(Region annotation entries)

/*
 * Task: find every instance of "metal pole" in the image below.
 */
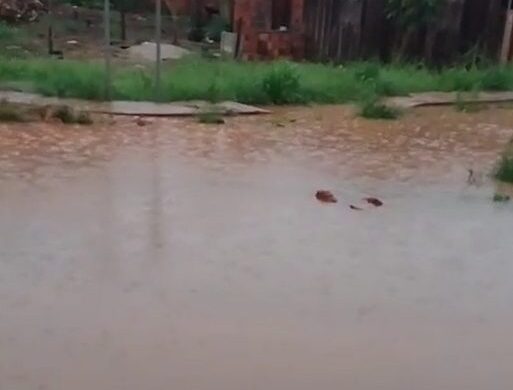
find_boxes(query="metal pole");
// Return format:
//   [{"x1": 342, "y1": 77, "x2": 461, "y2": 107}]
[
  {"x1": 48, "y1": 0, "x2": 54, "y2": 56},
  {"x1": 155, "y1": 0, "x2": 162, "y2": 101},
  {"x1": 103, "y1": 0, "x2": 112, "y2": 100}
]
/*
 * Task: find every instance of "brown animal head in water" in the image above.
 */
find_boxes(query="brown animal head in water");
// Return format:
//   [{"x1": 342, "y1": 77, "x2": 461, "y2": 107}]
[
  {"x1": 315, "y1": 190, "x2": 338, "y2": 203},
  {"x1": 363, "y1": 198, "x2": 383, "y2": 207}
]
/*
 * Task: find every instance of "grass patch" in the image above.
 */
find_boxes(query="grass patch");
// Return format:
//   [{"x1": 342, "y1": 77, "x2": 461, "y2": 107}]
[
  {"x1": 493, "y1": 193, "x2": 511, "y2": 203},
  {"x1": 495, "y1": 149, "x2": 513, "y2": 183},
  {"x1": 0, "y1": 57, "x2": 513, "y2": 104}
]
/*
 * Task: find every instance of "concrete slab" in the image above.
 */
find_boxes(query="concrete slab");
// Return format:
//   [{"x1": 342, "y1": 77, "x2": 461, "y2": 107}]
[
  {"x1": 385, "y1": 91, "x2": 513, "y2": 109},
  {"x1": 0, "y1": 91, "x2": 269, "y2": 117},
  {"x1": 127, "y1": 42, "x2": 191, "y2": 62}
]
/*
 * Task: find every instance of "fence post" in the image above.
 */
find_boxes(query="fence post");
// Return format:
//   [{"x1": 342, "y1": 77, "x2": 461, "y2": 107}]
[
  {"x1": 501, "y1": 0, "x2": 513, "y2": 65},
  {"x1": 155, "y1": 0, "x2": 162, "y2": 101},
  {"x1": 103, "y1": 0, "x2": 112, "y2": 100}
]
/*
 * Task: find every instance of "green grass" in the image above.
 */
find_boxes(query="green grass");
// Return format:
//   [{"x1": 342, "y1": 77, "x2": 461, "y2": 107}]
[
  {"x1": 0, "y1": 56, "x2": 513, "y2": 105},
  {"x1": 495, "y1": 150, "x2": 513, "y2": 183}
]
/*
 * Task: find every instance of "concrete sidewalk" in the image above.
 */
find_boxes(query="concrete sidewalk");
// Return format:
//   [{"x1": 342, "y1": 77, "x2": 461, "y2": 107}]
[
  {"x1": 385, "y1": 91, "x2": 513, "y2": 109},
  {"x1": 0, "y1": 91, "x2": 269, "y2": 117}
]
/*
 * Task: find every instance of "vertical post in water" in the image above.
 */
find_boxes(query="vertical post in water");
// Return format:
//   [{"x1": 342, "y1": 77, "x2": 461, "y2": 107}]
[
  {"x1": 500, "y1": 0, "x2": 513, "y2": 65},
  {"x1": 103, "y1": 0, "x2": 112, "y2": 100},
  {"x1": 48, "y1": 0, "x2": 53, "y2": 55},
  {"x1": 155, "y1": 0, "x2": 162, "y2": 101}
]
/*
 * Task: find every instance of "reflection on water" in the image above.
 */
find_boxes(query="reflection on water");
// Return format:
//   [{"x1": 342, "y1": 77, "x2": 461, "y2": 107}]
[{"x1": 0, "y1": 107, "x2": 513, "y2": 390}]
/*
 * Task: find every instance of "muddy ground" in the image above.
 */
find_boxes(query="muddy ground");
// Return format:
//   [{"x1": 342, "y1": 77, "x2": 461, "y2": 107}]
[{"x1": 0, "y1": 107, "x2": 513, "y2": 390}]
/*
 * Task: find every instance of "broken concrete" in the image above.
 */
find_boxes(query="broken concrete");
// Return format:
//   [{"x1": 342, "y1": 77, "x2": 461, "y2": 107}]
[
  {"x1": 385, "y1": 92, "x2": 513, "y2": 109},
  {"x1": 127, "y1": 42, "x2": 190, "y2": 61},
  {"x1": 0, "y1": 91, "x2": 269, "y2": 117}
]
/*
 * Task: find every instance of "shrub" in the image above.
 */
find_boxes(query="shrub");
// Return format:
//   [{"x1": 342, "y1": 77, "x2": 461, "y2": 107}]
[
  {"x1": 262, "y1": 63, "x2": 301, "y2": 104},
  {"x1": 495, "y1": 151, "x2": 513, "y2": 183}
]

--

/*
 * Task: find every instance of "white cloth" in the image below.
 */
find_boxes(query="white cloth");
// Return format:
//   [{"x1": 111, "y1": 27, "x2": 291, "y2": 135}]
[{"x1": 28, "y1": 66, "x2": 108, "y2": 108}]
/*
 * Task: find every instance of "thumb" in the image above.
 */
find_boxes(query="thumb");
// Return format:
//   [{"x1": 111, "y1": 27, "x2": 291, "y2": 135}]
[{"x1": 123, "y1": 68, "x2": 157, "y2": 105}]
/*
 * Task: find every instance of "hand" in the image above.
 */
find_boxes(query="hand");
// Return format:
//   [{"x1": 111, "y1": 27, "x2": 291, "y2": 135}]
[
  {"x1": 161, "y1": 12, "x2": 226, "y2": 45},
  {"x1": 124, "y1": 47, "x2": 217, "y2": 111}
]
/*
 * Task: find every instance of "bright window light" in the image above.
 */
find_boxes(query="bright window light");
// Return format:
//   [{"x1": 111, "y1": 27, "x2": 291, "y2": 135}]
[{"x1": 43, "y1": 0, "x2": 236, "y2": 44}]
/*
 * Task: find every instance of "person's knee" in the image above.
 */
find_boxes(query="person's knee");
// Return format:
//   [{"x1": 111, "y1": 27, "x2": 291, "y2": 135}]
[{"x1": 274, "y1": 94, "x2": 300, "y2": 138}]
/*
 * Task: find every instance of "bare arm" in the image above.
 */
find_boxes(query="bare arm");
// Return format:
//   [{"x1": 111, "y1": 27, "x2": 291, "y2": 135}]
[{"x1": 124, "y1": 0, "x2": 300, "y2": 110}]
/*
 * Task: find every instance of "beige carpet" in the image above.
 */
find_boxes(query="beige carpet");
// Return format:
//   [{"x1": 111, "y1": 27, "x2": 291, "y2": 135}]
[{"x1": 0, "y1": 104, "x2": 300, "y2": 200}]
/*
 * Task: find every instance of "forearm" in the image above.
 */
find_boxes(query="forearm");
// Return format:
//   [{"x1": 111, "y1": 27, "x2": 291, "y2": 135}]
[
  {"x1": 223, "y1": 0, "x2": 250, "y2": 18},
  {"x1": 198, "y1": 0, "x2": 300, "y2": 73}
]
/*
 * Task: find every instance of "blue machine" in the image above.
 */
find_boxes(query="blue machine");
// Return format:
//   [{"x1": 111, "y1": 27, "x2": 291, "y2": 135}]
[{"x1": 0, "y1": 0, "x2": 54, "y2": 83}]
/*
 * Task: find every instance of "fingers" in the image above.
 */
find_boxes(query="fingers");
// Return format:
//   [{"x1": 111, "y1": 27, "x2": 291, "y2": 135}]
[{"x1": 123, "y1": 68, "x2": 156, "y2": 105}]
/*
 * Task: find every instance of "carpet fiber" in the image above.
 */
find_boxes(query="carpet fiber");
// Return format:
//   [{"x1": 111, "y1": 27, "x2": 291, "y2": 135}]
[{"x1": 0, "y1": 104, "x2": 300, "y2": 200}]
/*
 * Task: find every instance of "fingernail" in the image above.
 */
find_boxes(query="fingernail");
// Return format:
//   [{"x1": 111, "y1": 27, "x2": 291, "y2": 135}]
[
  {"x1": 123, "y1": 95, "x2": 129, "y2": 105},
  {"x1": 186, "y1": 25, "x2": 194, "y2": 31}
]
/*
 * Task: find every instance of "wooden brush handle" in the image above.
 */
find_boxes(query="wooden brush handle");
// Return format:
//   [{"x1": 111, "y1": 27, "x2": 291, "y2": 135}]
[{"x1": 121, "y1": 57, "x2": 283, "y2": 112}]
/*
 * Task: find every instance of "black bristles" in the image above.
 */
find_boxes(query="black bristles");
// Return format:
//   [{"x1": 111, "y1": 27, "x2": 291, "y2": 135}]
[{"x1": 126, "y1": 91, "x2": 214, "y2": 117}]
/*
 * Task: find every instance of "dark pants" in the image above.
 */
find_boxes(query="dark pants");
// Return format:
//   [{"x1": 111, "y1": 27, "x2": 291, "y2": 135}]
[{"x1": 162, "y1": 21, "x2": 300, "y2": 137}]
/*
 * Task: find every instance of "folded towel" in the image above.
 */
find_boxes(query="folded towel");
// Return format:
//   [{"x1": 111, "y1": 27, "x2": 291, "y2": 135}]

---

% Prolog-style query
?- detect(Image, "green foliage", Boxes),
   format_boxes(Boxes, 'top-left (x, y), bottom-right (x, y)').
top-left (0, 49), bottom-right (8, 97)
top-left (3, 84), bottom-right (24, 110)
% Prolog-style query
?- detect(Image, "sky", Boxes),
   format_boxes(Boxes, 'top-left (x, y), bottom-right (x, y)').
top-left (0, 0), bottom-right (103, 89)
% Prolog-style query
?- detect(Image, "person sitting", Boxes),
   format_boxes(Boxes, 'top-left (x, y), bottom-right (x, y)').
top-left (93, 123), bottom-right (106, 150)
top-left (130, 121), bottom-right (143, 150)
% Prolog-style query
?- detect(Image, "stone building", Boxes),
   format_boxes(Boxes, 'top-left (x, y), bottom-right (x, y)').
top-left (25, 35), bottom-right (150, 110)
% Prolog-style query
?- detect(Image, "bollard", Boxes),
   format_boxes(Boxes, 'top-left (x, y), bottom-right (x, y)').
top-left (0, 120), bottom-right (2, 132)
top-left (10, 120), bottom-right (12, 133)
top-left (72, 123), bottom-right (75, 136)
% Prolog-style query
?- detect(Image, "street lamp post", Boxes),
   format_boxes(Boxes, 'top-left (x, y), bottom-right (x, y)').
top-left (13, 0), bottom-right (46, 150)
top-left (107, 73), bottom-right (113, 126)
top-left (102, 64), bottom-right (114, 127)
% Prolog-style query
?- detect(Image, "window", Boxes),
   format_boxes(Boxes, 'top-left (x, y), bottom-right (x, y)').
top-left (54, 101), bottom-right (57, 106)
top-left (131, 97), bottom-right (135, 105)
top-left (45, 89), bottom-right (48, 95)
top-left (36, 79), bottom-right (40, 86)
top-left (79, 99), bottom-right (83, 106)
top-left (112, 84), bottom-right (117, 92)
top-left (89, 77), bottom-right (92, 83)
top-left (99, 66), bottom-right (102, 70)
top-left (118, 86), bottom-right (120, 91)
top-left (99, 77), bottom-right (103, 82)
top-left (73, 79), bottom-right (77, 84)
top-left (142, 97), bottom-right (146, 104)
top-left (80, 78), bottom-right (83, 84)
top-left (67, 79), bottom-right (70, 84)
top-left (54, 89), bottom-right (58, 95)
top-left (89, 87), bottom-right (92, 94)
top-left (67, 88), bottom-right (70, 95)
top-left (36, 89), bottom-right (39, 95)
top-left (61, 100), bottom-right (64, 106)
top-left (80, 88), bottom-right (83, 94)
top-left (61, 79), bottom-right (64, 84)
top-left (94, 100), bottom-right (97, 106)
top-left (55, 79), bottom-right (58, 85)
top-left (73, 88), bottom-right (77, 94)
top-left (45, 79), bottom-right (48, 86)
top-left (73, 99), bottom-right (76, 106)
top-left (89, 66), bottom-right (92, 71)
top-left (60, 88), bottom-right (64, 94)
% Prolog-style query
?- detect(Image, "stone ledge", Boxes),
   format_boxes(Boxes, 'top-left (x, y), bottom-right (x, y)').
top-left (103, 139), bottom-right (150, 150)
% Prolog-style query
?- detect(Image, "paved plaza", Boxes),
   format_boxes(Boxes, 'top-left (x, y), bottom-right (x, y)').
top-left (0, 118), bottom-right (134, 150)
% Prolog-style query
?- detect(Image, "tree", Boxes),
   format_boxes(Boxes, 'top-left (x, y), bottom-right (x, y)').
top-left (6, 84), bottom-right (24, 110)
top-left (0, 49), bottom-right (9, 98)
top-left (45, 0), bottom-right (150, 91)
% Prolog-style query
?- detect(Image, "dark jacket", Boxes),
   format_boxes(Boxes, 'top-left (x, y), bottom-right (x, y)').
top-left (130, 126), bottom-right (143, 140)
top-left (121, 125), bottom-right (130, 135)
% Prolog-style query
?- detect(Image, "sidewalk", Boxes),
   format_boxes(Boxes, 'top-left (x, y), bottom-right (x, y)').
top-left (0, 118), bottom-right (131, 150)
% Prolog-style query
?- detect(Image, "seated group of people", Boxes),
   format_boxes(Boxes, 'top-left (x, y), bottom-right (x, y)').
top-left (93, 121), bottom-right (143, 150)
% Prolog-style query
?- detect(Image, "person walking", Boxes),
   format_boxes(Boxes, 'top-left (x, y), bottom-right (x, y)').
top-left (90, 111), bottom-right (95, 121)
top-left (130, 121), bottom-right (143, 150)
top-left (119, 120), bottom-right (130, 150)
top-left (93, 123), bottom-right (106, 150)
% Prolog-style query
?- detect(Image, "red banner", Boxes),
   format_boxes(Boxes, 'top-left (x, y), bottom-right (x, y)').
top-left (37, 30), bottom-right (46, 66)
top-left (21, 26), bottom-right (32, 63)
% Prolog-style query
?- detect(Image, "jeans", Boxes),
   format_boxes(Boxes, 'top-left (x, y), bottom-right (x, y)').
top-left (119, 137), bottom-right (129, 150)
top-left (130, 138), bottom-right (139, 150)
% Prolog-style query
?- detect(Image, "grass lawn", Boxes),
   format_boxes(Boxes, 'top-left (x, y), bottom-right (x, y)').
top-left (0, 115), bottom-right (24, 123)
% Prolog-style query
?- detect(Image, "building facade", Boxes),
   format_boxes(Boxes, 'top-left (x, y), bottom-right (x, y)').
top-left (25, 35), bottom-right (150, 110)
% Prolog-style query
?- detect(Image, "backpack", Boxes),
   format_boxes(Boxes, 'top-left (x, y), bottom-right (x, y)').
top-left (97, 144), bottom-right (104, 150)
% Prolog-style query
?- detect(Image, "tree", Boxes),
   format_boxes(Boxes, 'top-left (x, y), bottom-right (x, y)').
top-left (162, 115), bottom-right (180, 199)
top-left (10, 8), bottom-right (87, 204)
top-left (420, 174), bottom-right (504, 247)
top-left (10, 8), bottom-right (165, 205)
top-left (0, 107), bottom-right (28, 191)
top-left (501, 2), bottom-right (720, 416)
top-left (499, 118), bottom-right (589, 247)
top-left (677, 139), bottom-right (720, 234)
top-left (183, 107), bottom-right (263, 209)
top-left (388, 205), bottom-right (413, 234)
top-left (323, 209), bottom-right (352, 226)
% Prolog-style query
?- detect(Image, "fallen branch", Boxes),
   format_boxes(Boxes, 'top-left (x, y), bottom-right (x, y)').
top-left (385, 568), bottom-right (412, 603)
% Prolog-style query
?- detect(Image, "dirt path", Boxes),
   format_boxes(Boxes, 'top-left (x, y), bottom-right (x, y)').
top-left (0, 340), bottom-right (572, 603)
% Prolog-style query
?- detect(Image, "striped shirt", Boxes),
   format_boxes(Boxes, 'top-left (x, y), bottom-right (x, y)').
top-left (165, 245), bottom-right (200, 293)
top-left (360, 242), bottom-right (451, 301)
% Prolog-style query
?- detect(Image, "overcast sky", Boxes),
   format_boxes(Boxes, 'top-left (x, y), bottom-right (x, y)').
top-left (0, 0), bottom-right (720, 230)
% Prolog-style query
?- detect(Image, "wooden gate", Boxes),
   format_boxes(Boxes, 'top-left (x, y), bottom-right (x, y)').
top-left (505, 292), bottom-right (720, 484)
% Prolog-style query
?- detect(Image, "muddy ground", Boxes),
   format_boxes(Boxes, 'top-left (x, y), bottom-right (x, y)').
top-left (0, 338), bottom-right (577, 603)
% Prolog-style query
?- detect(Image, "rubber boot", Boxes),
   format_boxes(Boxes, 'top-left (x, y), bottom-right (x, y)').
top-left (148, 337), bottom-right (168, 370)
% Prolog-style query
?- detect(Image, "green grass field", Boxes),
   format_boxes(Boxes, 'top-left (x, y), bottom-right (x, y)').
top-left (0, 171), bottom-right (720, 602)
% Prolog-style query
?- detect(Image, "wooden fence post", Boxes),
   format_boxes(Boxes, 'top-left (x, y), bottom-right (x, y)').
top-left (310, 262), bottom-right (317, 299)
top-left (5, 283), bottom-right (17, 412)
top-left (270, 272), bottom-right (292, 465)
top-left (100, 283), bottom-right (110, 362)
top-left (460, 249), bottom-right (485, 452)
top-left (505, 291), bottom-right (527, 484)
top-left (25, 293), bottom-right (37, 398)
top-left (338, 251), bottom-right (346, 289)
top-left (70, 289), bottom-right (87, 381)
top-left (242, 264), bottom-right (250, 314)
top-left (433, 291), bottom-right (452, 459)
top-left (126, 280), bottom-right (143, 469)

= Aim =
Count the lines in the entries above that contain the string "thumb", treating uppercase and lowercase as different. Reply with the number alone.

= Output =
2